— Start EXCERPT TO READ —

I tabled two amendments to the provision, Amendments Nos. 24 and 60, which were intended to extend the power not only to High Court judges, circuit judges and justices of the peace but also to district judges. I have, however, been notified by the Bill team that district judges who are appointed to sit in magistrates' courts—stipendiary magistrates, as we used to call them—are in fact ex officio justices of the peace. Of course, there are other district judges who are not in that position. However, I do not think that it is necessary to press that matter further. I will therefore not press or speak further to either amendment. I greatly welcome these constructive amendments.
moved Amendment No. 25:
Page 5, line 4, leave out paragraphs (a) and (b) and insert—
"(a) specifying matters of which a judge or justice of the peace must be satisfied, or to which he must have regard, before issuing a warrant under subsection (4A), and
(b) regulating the exercise of a power under or by virtue of subsection (4) or (4A) (whether by restricting the circumstances in which a power may be exercised, by specifying conditions to be complied with in the exercise of a power, or otherwise)."
On Question, amendment agreed to.

— End EXCERPT TO READ —
— Start ENTRIES SHOWN —

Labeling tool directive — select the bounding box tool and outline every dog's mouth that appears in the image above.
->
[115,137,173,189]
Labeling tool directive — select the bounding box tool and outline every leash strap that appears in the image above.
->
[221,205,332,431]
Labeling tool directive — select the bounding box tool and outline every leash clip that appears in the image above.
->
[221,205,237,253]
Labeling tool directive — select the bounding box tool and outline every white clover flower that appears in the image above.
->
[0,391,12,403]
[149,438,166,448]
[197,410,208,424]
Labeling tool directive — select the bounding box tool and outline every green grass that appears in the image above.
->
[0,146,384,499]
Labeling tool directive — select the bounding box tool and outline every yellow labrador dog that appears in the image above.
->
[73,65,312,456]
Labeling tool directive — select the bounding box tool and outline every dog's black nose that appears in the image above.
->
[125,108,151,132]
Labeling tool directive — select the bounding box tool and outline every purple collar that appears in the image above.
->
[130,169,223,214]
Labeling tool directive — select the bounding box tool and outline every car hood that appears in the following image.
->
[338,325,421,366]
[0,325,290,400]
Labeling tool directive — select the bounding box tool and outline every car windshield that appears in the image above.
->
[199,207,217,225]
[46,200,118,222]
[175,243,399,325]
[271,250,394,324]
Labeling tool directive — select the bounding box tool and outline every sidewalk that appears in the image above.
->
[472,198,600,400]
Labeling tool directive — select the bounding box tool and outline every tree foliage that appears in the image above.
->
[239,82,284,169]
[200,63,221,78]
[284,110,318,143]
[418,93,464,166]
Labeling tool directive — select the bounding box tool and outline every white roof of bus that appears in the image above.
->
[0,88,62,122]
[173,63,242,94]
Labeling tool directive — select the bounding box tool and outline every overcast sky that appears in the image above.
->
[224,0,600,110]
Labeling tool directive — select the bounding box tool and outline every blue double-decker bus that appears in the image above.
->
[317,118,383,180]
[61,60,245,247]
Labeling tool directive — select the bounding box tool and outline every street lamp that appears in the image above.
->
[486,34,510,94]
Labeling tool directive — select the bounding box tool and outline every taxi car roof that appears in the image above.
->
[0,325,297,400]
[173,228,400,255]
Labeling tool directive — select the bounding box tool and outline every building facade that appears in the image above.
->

— End ENTRIES SHOWN —

● **CHALLENGES**:
**A)** Recast the records as a two-column CSV with the columns "request" and "box", one row per request holding its text and its answer, each in a single quoted field with line breaks turned into spaces. Include only the records starting at the beginning and going on through the line with "[115,137,173,189]".
**B)** Continue the debate on the amendments to the warrant provisions from the point where it stops.

● **ANSWERS**:
**A)**
request,box
"Labeling tool directive — select the bounding box tool and outline every dog's mouth that appears in the image above. ->","[115,137,173,189]"

**B)**
Clause 7 [Regulations]:
[Amendment No. 26 not moved.]
Clause 8 [Obstructing the Regulator]:
My Lords, Amendment No.27 inserts a defence into Clause 8. A person who obstructs the regulator in the exercise of his powers could be committing an offence and would be liable, if found guilty, to a fine. There may be circumstances, of course, where the regulator is unintentionally pursuing the wrong person. The amendment will provide a safeguard in those circumstances for either authorised or unauthorised persons. Our legal advice is that this is a necessary addition to the Bill to protect those persons. A reasonable excuse would include circumstances where the regulator had genuinely mistaken the person and wrongly taken steps to prosecute him. I beg to move.
moved Amendment No. 28:
After Clause 9, insert the following new clause—
"THE CLAIMS MANAGEMENT SERVICES TRIBUNAL
(1) There shall be a tribunal to be known as the Claims Management Services Tribunal.
(2) The Tribunal shall be constituted as follows—
(a) members of the Financial Services and Markets Tribunal shall also be members of the Claims Management Services Tribunal,
(b) the President of the Financial Services and Markets Tribunal shall also act as President of the Claims Management Services Tribunal,
(c) the Deputy President of the Financial Services and Markets Tribunal shall also act as Deputy President of the Claims Management Services Tribunal, and
(d) the panel of chairmen of the Financial Services and Markets Tribunal shall also be the panel of chairmen of the Claims Management Services Tribunal.
(3) An appeal or reference to the Tribunal shall be heard by a member of the panel of chairmen—
(a) selected in accordance with arrangements made by the President, and
(b) sitting alone or, in accordance with those arrangements, with one or two members of the lay panel; and a chairman who sits with one other member shall have a casting vote.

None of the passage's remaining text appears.